# Source document
Radiotherapy may increase the long-term risk of death from cardiovascular disease, especially in women with left-sided breast cancer who are treated with contemporary tangential breast or chest-wall radiotherapy, according to a study in the Jan. 25 issue of the Journal of the American College of Cardiology.
THURSDAY, Jan. 20 (HealthDay News) -- Radiotherapy may increase the long-term risk of death from cardiovascular disease, especially in women with left-sided breast cancer who are treated with contemporary tangential breast or chest-wall radiotherapy, according to a study in the Jan. 25 issue of the Journal of the American College of Cardiology.
Kim Bouillon, M.D., M.P.H., from the Universite Paris-Sud in Villejuif, France, and colleagues studied 4,456 women diagnosed with breast cancer between 1954 and 1984, who survived for at least five years after breast cancer radiotherapy treatment. Participants were followed for an average of 28 years to assess mortality rates.

# Exercise A
In the radiotherapy article, for how many years on average were the participants followed?
# Exercise B
Please repeat everything in the radiotherapy article from "Kim Bouillon, M.D., M.P.H., from" down to "assess mortality rates.".
# Exercise C
Write the next part of the radiotherapy article, picking up after its final sentence.
The items play no part in any of this.

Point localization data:
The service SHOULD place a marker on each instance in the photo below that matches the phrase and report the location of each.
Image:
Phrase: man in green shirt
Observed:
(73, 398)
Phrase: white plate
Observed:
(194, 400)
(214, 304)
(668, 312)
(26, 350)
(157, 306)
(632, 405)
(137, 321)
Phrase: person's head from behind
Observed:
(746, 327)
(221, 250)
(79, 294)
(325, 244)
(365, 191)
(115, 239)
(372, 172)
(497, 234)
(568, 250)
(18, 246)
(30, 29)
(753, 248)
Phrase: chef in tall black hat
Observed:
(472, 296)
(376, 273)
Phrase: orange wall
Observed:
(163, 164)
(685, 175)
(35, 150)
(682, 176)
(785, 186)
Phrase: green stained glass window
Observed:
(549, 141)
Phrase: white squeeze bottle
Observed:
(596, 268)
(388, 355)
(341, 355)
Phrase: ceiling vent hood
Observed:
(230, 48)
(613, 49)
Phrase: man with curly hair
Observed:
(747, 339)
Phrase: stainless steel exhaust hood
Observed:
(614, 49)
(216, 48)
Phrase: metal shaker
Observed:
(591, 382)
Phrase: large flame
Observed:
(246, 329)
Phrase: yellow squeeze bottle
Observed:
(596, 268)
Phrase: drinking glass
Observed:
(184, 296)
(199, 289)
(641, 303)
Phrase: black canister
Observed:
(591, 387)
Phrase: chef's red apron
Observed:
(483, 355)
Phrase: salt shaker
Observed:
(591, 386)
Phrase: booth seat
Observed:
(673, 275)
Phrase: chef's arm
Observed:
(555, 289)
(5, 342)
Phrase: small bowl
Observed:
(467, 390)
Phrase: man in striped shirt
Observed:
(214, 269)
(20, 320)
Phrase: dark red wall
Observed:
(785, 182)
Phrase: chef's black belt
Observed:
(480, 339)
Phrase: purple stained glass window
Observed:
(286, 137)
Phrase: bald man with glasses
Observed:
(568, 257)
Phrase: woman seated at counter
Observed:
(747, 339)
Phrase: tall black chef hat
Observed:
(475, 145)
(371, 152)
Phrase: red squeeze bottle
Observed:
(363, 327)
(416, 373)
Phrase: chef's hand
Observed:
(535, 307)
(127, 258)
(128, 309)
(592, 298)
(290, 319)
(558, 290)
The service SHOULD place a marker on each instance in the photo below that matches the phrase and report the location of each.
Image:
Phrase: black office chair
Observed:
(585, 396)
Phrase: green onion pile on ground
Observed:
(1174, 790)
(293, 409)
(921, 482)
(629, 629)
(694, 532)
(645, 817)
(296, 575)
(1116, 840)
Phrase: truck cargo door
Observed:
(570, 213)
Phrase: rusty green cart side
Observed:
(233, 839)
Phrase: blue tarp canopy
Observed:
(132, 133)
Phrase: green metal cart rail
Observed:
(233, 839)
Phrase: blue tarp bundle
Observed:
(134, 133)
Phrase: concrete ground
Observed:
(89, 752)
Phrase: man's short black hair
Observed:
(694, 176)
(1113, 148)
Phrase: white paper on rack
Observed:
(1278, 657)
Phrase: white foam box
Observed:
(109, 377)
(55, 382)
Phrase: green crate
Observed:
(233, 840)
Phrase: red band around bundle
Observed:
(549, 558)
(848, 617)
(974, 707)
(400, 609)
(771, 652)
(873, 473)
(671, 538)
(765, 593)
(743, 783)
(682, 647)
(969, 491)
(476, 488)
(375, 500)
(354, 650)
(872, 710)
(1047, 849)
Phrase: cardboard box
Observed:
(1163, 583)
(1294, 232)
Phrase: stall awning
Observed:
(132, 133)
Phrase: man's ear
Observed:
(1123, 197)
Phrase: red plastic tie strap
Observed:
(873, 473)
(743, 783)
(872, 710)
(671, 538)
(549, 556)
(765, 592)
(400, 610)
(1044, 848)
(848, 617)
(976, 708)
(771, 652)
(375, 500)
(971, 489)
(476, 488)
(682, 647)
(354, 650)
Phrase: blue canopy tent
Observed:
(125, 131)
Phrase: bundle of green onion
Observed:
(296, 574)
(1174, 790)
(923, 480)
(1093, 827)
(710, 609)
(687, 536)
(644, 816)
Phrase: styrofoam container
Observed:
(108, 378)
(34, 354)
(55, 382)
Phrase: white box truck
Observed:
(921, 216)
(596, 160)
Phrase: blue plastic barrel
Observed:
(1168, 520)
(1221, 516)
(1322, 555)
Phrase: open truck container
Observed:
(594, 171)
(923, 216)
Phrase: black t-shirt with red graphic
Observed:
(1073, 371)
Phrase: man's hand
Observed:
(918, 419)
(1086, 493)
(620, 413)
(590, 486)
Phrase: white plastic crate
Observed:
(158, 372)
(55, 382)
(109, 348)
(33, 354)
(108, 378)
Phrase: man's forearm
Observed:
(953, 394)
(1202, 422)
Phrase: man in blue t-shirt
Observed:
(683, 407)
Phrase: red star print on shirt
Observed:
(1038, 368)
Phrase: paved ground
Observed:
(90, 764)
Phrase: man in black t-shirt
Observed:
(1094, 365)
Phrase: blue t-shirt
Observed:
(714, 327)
--
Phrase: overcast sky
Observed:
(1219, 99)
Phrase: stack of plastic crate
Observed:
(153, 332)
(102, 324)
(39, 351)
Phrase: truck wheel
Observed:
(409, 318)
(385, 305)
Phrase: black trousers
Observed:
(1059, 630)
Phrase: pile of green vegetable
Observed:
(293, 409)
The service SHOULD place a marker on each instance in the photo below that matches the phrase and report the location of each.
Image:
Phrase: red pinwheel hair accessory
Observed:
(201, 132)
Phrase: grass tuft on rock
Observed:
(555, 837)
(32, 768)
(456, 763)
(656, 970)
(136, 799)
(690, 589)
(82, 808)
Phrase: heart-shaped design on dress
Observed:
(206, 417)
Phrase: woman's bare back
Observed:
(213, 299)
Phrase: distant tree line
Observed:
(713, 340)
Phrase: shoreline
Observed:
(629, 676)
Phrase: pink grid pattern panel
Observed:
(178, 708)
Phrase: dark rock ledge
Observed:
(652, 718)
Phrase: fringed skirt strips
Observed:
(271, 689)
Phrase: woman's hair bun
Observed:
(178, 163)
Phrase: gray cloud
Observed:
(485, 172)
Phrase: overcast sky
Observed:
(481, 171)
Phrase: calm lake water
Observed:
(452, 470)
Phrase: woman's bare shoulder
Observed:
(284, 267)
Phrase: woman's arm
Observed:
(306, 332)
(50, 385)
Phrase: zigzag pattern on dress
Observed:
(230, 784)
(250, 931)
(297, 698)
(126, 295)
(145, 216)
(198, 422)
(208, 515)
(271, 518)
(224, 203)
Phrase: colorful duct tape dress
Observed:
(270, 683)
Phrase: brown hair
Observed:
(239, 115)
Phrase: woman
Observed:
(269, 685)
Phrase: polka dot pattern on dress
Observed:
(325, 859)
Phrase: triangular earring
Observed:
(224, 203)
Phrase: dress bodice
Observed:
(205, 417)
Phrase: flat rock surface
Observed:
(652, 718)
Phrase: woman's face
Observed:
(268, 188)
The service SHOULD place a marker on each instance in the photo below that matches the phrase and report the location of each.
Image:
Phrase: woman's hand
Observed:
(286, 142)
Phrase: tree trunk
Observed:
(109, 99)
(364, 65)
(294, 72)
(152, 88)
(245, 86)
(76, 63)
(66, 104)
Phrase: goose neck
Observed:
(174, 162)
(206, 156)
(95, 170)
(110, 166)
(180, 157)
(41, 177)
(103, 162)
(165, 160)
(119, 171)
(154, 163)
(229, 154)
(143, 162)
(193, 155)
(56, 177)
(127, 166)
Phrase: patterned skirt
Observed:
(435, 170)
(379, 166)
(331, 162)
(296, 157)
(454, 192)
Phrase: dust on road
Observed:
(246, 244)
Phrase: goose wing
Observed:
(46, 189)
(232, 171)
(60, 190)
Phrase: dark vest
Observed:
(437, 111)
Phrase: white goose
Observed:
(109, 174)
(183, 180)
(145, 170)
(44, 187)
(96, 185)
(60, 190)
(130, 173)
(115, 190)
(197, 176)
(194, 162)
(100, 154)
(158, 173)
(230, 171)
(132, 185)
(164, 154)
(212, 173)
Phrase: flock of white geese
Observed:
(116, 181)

# Response A
An average of 28 years.

# Response B
Kim Bouillon, M.D., M.P.H., from the Universite Paris-Sud in Villejuif, France, and colleagues studied 4,456 women diagnosed with breast cancer between 1954 and 1984, who survived for at least five years after breast cancer radiotherapy treatment. Participants were followed for an average of 28 years to assess mortality rates.

# Response C
The investigators identified a total of 421 deaths due to cardiovascular diseases, 236 of which were due to cardiac disease. Women who had undergone radiotherapy had a 1.76-fold increased risk of dying from cardiac disease and a 1.33-fold increased risk of dying from vascular disease compared with those who had not received radiotherapy. Women who were treated for left-sided breast cancer had a 1.56-fold increased risk of death from cardiac disease compared with those treated for right-sided breast cancer. The relative risk increased with time after the diagnosis of breast cancer (P = 0.05).
"Our results confirm that radiotherapy for breast cancer, such as that practiced until the mid-1980s, increased the long-term risk of death from cardiac disease. The excess mortality due to cardiac disease was significantly higher following radiotherapy for left-sided than for right-sided breast cancer," the authors write.